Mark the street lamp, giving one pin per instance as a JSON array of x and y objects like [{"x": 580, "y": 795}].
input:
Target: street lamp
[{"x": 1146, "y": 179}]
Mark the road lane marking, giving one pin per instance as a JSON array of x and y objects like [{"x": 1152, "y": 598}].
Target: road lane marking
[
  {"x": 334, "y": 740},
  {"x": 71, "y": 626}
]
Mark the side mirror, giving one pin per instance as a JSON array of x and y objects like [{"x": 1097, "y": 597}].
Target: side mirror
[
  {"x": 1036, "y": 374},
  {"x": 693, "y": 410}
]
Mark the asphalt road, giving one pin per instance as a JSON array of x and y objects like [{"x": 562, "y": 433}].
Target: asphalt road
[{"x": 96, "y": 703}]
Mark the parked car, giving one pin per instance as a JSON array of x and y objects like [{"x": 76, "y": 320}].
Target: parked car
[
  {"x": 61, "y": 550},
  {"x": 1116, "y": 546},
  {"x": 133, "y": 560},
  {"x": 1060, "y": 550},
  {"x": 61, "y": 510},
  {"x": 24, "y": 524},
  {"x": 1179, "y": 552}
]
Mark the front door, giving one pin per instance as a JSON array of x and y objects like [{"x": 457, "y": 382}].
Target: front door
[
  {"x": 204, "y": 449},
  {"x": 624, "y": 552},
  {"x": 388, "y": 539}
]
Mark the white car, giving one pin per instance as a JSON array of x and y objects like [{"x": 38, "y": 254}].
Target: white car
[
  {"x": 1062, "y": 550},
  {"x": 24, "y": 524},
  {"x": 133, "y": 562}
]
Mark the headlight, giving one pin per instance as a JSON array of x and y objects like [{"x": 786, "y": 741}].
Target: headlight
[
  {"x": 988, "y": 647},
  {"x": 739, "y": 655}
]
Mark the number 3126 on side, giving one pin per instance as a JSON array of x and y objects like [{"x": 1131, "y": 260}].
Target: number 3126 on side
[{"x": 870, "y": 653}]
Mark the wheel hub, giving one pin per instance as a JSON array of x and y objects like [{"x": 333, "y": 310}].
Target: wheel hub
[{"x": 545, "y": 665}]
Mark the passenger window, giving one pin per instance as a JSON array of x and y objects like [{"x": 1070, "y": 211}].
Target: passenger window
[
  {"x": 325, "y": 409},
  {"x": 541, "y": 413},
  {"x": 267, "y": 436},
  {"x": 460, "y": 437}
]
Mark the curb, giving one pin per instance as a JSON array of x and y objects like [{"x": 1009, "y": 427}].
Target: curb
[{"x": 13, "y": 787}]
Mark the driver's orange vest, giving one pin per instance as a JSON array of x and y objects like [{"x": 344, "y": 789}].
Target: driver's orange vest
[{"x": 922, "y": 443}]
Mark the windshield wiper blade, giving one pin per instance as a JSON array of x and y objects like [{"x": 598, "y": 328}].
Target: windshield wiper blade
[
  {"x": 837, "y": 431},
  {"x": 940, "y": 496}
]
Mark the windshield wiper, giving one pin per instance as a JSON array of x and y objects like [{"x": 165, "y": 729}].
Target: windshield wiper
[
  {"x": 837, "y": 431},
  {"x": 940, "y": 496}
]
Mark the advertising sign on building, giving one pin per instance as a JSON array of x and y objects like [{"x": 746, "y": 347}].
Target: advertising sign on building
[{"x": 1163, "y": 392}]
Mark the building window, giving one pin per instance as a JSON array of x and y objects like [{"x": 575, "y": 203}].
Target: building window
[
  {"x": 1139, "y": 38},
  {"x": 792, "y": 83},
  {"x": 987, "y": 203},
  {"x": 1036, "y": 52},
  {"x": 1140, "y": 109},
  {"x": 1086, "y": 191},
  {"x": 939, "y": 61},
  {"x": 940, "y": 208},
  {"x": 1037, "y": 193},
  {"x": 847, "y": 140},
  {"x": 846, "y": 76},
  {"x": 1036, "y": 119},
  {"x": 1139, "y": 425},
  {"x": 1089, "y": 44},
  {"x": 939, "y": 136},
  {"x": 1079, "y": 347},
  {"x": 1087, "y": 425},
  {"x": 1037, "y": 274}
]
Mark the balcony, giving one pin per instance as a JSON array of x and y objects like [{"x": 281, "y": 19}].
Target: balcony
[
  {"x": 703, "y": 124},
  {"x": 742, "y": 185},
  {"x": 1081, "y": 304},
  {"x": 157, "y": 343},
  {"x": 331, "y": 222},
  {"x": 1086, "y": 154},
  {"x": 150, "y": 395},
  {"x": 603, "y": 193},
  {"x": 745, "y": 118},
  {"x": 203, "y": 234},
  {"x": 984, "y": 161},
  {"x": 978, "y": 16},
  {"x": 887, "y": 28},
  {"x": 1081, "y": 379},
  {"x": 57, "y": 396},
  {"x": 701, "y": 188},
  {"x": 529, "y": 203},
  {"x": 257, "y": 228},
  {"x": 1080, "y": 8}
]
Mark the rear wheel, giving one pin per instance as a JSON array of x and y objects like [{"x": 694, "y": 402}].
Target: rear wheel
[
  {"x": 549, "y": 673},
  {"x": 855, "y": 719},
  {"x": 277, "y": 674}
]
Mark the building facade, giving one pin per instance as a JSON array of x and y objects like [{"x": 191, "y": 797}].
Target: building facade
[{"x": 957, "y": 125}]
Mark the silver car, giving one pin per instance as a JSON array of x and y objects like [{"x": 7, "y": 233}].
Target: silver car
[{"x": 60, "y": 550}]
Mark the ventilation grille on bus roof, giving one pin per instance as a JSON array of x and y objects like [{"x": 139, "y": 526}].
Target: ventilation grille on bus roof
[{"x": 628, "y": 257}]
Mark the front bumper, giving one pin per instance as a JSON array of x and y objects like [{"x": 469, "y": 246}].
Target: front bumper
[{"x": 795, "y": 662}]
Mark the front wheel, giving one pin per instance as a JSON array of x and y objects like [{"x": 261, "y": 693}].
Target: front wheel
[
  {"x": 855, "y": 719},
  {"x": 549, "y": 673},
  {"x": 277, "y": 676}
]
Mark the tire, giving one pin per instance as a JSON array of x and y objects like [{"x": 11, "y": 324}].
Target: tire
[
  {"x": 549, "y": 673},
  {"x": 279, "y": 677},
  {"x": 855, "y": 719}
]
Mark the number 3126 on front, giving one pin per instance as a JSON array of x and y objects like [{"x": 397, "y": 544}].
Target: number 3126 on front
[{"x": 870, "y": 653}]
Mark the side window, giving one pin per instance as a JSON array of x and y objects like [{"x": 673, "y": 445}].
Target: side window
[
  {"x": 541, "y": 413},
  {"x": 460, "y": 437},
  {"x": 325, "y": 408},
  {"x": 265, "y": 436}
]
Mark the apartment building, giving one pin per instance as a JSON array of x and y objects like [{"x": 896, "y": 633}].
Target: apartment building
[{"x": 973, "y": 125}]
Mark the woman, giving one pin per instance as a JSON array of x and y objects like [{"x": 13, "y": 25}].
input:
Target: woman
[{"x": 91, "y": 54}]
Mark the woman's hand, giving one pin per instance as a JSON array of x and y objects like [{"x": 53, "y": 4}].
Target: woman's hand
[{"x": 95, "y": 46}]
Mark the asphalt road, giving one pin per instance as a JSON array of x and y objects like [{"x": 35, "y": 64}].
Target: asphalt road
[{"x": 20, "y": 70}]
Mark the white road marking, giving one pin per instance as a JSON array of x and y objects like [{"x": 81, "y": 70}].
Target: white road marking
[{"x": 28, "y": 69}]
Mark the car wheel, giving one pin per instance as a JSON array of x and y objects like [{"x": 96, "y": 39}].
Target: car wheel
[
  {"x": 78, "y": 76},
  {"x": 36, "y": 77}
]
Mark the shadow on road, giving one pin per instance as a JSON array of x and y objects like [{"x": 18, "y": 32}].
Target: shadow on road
********************
> **What the exercise asks**
Reproduce all entries exactly, leaving each one whole.

> **Written solution**
Mark the street lamp, giving one pin per instance as a JSON array of x and y objects like [{"x": 580, "y": 795}].
input:
Target: street lamp
[{"x": 1146, "y": 179}]
Mark the road lane marking, giving one pin per instance as a JSON array of x and y objects like [{"x": 1152, "y": 598}].
Target: road lane marking
[
  {"x": 334, "y": 740},
  {"x": 71, "y": 626}
]
Mark the side mirror, giving one pin per instance as a JSON array of x and y objects like [{"x": 1097, "y": 597}].
Target: side mirror
[
  {"x": 1036, "y": 374},
  {"x": 693, "y": 410}
]
Mark the asphalt road, giving one pin per instance as a JSON array of x and y objects like [{"x": 562, "y": 433}].
Target: asphalt road
[{"x": 96, "y": 703}]
Mark the parked car, giving one pin per instance as a JSON array of x and y objects like [{"x": 76, "y": 320}].
Target: parked car
[
  {"x": 61, "y": 550},
  {"x": 1116, "y": 546},
  {"x": 133, "y": 560},
  {"x": 1060, "y": 550},
  {"x": 61, "y": 510},
  {"x": 24, "y": 524},
  {"x": 1179, "y": 552}
]
Mark the front door, giving one pin per instance as a JSON array of x and y objects like [{"x": 457, "y": 382}].
Target: front door
[
  {"x": 204, "y": 449},
  {"x": 624, "y": 552},
  {"x": 388, "y": 539}
]
Mark the white car, giving one pin per instance as a JSON array of x and y objects like [{"x": 38, "y": 254}].
Target: white car
[
  {"x": 1062, "y": 550},
  {"x": 24, "y": 524},
  {"x": 133, "y": 562}
]
Mark the headlight, giving one pin per instance as a JSON array of x and y objects like [{"x": 786, "y": 741}].
Target: headlight
[
  {"x": 988, "y": 647},
  {"x": 739, "y": 655}
]
Mark the number 3126 on side, giving one pin per instance as a JSON array of x and y objects like [{"x": 1131, "y": 260}].
Target: number 3126 on side
[{"x": 870, "y": 653}]
Mark the wheel hub, giving one pin per instance as a JSON array of x and y objects like [{"x": 333, "y": 310}].
Target: wheel hub
[{"x": 545, "y": 665}]
Mark the passenger window, giving one pin per instance as a JSON array of x and y objects like [{"x": 1070, "y": 211}].
Target: passenger window
[
  {"x": 325, "y": 409},
  {"x": 541, "y": 413},
  {"x": 267, "y": 436},
  {"x": 460, "y": 437}
]
Mark the curb, giving one pin per instance as a JSON array of x and y objects like [{"x": 1009, "y": 427}].
Target: curb
[{"x": 13, "y": 787}]
Mark the driver's orange vest, giving one pin per instance as a JSON array of x and y objects like [{"x": 344, "y": 789}].
Target: driver's orange vest
[{"x": 922, "y": 443}]
Mark the windshield wiper blade, giving one pin per instance as a JSON array of x and y objects like [{"x": 598, "y": 328}].
Target: windshield wiper blade
[
  {"x": 837, "y": 431},
  {"x": 940, "y": 496}
]
Mark the windshield wiper, giving one pin per instance as a JSON array of x and y objects like [{"x": 165, "y": 729}].
Target: windshield wiper
[
  {"x": 837, "y": 431},
  {"x": 940, "y": 496}
]
Mark the advertising sign on building, giving one pin per instance as a JSON array of x and y objects like [{"x": 746, "y": 347}].
Target: advertising sign on building
[{"x": 1163, "y": 392}]
Mark the building window, giving one pin per instance as a JSON array of x and y objects like [{"x": 575, "y": 203}].
Target: building window
[
  {"x": 1139, "y": 38},
  {"x": 792, "y": 83},
  {"x": 987, "y": 203},
  {"x": 1036, "y": 52},
  {"x": 1140, "y": 109},
  {"x": 1086, "y": 191},
  {"x": 939, "y": 61},
  {"x": 940, "y": 208},
  {"x": 1037, "y": 193},
  {"x": 847, "y": 140},
  {"x": 846, "y": 76},
  {"x": 1036, "y": 119},
  {"x": 1139, "y": 425},
  {"x": 1089, "y": 44},
  {"x": 939, "y": 136},
  {"x": 1079, "y": 347},
  {"x": 1087, "y": 425},
  {"x": 1037, "y": 274}
]
Mark the balcony, giving one pin per instance as a JSON array of x and y objects like [{"x": 281, "y": 19}].
Target: balcony
[
  {"x": 703, "y": 124},
  {"x": 742, "y": 185},
  {"x": 1081, "y": 304},
  {"x": 157, "y": 343},
  {"x": 331, "y": 222},
  {"x": 1086, "y": 154},
  {"x": 150, "y": 395},
  {"x": 603, "y": 193},
  {"x": 745, "y": 118},
  {"x": 203, "y": 234},
  {"x": 984, "y": 161},
  {"x": 978, "y": 16},
  {"x": 887, "y": 28},
  {"x": 1081, "y": 379},
  {"x": 57, "y": 396},
  {"x": 701, "y": 188},
  {"x": 529, "y": 203},
  {"x": 257, "y": 228},
  {"x": 1080, "y": 8}
]
Mark the rear wheel, giving one pin per instance as a JSON array of x and y objects like [{"x": 694, "y": 402}].
Target: rear wheel
[
  {"x": 549, "y": 673},
  {"x": 855, "y": 719},
  {"x": 277, "y": 674}
]
Mark the building facade, giving one pin per instance as a JSON array of x and y objects like [{"x": 191, "y": 797}].
Target: building facade
[{"x": 957, "y": 125}]
Mark the silver car, giving one pin per instance as a JSON array of x and y objects like [{"x": 7, "y": 233}].
Target: silver car
[{"x": 60, "y": 550}]
Mark the ventilation grille on bus roof, giving one pin per instance as a JSON array of x and y objects like [{"x": 139, "y": 526}].
Target: ventilation grille on bus roof
[{"x": 628, "y": 257}]
Mark the front bumper, giving one pin per instance as a JSON array of x and y objects like [{"x": 469, "y": 246}].
Target: front bumper
[{"x": 795, "y": 662}]
Mark the front wheel, giving one pin per instance as a JSON array of x and y objects like [{"x": 261, "y": 693}].
Target: front wheel
[
  {"x": 855, "y": 719},
  {"x": 549, "y": 673},
  {"x": 277, "y": 676}
]
Mark the tire, giving one pin per instance as a JSON array of x and y objects like [{"x": 11, "y": 324}].
Target: tire
[
  {"x": 549, "y": 673},
  {"x": 279, "y": 677},
  {"x": 855, "y": 719}
]
Mark the number 3126 on front, giving one pin per instance as a JSON array of x and y objects like [{"x": 397, "y": 544}].
Target: number 3126 on front
[{"x": 870, "y": 653}]
Mark the side window, giving one pin per instance as a JSON array of x and y objects like [{"x": 673, "y": 445}].
Target: side window
[
  {"x": 541, "y": 413},
  {"x": 460, "y": 437},
  {"x": 325, "y": 408},
  {"x": 265, "y": 436}
]
Mark the apartment building, giving one pin per instance as a JSON array of x and y objects like [{"x": 896, "y": 633}].
Target: apartment building
[{"x": 973, "y": 125}]
Mark the woman, giving one pin per instance as a JSON array of x and y objects like [{"x": 13, "y": 25}].
input:
Target: woman
[{"x": 91, "y": 54}]
Mark the woman's hand, giving one pin per instance as a JSON array of x and y objects like [{"x": 53, "y": 4}].
Target: woman's hand
[{"x": 95, "y": 46}]
Mark the asphalt road, giving one pin per instance as a JSON array of x and y objects like [{"x": 35, "y": 64}].
Target: asphalt road
[{"x": 20, "y": 70}]
Mark the white road marking, giving one pin per instance as a JSON array of x and y objects like [{"x": 81, "y": 70}].
Target: white road marking
[{"x": 28, "y": 69}]
Mark the car wheel, giving one pin per instance as a JSON array of x and y objects like [{"x": 96, "y": 39}].
Target: car wheel
[
  {"x": 78, "y": 76},
  {"x": 36, "y": 77}
]
Mark the shadow on road, giving one pin per instance as a JSON array of x and y objects like [{"x": 18, "y": 32}].
Target: shadow on road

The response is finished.